Task description
Every line from the line containing "Target: sky" through the final line below must be returned exactly, and no other line.

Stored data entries
Segment Open

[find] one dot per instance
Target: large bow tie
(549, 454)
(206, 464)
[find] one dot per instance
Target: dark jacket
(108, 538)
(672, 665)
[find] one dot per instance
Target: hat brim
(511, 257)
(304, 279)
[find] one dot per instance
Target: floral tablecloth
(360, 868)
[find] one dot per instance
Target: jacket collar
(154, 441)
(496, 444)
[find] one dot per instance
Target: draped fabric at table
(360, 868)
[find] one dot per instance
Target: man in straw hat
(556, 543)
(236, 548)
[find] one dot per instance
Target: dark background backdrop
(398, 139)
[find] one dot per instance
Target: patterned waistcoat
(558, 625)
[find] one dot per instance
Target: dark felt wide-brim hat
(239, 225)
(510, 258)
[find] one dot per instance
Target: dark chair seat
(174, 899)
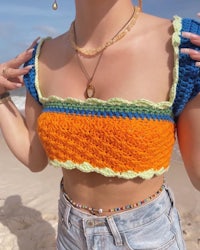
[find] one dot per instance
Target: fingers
(194, 54)
(34, 43)
(11, 73)
(23, 57)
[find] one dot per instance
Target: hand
(195, 39)
(11, 75)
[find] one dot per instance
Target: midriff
(97, 191)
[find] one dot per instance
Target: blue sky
(21, 21)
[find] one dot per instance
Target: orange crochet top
(116, 137)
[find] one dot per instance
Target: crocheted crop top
(117, 137)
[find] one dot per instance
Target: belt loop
(170, 194)
(66, 215)
(114, 230)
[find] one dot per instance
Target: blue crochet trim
(29, 79)
(189, 75)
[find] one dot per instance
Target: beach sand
(28, 204)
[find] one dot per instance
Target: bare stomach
(96, 191)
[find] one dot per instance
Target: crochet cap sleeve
(31, 79)
(189, 75)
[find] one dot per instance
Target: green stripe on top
(120, 109)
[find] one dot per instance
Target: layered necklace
(93, 52)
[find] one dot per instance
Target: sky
(21, 21)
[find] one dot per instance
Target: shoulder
(188, 75)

Segment Closed

Solution to the exercise
Target: sky
(21, 21)
[find] one dot per instance
Target: shoulder
(188, 75)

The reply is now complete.